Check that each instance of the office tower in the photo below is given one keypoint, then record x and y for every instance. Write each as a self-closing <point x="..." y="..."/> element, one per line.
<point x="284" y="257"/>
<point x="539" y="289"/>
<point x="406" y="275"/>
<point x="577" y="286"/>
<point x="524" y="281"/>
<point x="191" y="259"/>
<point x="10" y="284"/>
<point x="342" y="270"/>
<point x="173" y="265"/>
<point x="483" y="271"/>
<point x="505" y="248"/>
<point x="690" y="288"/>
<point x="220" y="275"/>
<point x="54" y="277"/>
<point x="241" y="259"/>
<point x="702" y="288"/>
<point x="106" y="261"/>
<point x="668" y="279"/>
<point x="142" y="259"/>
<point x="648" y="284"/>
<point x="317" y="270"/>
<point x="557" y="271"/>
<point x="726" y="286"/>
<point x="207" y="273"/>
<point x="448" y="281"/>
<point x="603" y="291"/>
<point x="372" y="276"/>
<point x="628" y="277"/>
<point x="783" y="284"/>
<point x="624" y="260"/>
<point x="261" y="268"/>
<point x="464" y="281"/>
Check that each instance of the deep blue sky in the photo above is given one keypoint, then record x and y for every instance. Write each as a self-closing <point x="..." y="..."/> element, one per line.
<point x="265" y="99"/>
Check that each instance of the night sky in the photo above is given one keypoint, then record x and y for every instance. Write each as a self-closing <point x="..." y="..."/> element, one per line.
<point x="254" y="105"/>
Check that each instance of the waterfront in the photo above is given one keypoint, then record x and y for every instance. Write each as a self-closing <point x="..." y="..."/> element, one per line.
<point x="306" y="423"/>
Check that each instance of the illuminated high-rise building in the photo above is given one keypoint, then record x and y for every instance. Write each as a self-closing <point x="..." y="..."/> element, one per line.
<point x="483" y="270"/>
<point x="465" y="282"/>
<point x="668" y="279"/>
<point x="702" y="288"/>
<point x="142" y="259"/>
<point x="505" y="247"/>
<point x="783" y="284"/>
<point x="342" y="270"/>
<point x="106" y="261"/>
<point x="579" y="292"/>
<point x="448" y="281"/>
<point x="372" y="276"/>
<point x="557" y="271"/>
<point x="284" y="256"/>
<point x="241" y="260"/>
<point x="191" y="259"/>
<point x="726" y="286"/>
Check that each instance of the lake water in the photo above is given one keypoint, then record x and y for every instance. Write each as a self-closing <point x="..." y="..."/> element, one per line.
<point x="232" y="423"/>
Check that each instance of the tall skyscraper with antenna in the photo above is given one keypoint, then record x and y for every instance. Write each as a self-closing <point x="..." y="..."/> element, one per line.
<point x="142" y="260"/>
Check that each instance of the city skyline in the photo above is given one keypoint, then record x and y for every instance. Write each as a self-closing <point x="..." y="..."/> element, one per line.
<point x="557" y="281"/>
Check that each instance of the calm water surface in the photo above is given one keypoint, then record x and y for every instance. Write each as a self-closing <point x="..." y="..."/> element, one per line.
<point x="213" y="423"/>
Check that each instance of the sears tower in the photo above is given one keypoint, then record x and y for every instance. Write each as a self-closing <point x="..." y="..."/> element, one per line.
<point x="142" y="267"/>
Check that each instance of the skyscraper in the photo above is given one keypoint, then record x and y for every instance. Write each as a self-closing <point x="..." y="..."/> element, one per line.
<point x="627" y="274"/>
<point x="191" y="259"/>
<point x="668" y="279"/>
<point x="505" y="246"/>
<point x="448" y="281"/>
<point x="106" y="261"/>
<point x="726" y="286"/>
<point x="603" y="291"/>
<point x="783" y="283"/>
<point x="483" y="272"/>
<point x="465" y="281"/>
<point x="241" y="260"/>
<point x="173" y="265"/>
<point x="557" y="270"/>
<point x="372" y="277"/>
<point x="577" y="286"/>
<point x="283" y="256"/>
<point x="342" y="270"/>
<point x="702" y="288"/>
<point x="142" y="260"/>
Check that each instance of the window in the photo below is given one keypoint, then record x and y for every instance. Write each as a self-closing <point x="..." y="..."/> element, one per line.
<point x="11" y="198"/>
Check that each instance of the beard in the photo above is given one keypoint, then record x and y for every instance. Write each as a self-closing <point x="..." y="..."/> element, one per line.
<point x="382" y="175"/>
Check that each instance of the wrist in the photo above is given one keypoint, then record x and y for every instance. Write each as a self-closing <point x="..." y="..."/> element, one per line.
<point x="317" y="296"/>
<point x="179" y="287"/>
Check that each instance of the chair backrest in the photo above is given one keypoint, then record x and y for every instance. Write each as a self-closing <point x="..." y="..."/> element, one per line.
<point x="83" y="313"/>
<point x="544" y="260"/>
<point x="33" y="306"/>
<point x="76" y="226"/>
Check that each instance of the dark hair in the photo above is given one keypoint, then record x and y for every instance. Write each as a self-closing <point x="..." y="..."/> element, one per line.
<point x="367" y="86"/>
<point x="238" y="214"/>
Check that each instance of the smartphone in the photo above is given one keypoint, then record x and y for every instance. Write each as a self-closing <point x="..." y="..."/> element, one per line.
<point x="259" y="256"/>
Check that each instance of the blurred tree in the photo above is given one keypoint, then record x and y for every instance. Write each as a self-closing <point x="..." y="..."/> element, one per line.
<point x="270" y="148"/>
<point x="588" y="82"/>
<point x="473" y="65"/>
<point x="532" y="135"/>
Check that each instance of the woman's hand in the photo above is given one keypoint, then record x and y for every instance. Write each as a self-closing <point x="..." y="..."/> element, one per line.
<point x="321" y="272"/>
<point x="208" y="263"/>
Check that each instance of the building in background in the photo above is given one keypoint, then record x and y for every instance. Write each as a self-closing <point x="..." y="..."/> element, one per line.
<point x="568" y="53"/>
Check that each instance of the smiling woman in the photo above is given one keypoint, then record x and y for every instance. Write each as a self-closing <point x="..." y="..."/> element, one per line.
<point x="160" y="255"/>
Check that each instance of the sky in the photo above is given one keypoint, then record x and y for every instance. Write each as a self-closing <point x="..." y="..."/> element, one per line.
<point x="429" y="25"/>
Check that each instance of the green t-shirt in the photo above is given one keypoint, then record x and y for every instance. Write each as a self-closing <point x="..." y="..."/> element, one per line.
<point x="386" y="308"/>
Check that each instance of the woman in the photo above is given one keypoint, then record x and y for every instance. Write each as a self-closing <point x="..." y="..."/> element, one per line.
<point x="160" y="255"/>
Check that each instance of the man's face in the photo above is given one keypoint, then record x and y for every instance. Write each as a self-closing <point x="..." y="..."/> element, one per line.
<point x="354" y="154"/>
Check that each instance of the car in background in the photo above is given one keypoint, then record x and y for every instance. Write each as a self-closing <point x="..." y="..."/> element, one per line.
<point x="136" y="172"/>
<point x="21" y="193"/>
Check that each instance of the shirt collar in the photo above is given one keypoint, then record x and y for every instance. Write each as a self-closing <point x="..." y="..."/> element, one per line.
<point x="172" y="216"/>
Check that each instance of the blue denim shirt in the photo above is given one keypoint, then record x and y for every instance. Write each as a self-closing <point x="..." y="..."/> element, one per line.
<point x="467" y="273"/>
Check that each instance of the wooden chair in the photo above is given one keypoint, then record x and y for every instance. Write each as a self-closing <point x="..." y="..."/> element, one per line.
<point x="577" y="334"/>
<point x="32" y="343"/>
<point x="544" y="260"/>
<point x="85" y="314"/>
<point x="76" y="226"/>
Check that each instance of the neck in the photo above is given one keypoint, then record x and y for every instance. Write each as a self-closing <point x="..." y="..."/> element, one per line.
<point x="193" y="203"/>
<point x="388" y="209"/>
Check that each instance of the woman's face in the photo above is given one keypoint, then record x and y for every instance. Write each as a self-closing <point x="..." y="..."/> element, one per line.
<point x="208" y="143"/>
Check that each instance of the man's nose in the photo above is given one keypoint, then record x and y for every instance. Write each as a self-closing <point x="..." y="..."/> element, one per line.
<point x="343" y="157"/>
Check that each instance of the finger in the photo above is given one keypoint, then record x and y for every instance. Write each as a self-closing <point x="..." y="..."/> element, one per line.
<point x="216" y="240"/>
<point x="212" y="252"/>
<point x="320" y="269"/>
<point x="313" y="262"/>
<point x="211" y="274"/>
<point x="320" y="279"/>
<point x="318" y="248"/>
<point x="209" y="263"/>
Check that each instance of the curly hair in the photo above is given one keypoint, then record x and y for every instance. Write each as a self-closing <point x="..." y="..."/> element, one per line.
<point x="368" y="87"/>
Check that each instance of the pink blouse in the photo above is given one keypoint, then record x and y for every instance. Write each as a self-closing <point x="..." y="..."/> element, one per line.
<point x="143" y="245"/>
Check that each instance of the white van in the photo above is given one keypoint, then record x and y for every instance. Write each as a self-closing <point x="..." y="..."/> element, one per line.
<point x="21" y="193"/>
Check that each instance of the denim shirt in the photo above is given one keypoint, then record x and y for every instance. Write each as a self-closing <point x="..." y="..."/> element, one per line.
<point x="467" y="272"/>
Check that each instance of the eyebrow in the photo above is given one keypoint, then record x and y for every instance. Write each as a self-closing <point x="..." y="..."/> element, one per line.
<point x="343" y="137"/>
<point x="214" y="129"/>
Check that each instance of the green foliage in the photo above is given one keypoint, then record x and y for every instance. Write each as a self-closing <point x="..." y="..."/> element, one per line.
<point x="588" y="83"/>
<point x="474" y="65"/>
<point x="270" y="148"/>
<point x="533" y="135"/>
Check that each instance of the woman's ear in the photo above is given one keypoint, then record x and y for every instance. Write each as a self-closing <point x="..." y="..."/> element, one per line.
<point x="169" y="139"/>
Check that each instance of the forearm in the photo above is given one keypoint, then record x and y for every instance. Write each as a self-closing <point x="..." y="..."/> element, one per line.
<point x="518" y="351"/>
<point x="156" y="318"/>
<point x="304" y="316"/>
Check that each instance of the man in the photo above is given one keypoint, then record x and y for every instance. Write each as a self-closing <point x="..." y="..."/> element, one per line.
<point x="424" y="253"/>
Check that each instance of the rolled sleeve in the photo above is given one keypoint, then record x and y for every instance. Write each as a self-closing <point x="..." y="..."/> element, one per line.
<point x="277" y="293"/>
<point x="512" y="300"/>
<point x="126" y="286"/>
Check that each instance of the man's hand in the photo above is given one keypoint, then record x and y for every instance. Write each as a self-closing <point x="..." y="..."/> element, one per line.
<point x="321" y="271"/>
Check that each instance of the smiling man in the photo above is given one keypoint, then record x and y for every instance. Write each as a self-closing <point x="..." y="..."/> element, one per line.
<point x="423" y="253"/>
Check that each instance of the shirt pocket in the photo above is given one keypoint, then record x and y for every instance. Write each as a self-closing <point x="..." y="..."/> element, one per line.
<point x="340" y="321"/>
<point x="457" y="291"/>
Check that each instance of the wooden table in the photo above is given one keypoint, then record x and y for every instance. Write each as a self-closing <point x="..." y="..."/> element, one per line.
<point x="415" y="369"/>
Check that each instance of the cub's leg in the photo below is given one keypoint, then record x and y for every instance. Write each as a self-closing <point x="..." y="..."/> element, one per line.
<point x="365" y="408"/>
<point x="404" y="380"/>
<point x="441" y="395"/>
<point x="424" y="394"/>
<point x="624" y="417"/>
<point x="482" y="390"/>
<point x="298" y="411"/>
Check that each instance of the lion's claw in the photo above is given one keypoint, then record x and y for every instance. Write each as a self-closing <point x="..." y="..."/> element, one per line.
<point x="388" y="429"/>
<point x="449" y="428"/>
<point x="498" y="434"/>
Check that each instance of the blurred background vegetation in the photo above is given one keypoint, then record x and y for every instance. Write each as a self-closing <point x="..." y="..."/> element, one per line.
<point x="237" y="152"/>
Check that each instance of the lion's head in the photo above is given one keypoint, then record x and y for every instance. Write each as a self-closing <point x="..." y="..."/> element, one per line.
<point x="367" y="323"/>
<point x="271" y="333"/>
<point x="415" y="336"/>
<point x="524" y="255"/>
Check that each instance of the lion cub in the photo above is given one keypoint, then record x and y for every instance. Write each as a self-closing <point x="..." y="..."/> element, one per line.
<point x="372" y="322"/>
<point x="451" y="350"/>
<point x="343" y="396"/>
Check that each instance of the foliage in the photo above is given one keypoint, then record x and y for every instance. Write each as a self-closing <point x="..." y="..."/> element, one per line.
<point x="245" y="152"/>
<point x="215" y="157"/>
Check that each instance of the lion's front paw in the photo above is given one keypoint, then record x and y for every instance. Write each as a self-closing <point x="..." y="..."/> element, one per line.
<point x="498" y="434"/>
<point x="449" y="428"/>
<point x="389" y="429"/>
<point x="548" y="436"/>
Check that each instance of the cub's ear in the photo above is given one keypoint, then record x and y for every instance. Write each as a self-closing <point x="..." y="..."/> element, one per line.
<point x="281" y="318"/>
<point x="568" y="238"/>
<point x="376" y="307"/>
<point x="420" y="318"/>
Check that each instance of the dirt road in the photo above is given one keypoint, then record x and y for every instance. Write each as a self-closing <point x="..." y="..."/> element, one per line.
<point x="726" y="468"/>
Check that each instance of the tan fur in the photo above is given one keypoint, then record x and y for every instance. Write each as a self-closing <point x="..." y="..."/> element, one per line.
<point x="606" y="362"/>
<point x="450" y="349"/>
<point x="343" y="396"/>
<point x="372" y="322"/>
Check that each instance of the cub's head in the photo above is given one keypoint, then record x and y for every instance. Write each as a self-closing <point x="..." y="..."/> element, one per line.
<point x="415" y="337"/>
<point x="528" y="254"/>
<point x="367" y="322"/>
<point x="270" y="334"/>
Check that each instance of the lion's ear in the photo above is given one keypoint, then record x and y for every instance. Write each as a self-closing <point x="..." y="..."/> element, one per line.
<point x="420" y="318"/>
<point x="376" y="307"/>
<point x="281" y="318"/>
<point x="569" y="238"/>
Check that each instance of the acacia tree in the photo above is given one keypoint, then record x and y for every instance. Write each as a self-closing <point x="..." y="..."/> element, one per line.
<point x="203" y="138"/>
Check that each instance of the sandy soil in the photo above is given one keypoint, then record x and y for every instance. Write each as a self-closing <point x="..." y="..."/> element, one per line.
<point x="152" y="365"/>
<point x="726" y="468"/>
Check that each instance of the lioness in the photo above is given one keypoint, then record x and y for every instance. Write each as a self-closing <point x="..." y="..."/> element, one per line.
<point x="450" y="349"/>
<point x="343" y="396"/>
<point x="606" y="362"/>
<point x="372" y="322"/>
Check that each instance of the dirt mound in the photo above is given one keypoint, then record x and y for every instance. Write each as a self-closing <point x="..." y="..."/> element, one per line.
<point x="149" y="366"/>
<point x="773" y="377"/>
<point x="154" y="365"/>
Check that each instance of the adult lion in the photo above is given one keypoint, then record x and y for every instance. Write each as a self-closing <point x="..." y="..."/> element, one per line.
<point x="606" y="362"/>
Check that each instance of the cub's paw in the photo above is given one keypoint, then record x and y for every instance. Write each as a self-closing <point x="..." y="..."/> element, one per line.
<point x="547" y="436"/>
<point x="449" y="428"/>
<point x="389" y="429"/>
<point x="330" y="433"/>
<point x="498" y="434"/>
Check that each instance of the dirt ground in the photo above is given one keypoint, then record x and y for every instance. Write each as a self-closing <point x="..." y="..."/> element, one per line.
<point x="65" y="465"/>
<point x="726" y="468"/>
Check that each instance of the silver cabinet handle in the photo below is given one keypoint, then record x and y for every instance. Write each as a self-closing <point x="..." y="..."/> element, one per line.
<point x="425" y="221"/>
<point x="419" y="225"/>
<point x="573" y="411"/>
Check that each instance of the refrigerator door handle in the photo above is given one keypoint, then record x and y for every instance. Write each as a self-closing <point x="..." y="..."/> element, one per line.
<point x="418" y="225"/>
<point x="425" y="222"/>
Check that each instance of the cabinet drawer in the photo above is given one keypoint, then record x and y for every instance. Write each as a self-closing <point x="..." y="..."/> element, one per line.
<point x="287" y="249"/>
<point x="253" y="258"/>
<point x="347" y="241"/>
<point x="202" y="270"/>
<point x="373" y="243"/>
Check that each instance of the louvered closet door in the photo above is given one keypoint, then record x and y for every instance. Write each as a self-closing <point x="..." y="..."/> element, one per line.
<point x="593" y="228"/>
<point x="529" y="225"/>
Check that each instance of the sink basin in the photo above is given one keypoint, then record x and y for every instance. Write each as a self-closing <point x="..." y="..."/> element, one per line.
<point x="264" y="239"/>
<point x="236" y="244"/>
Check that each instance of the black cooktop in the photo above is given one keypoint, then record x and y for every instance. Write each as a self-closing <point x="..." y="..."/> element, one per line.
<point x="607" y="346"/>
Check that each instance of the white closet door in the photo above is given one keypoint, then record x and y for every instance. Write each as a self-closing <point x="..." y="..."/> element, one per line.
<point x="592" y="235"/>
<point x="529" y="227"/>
******************************
Repeat only the stretch of lines that opens with the line containing "Check that each instance of the black" and closes with the final line of the entries, both included, exactly as written.

Check that each instance of the black cooktop in the photo above is given one keypoint, then record x and y for every instance. Write each as a self-closing <point x="..." y="..."/> element, one per line.
<point x="607" y="346"/>
Check that each instance of the white closet door in the photo above is given one keypoint, then record x and y for every instance. Write each as a self-closing <point x="..." y="..."/> element, one per line.
<point x="592" y="235"/>
<point x="529" y="227"/>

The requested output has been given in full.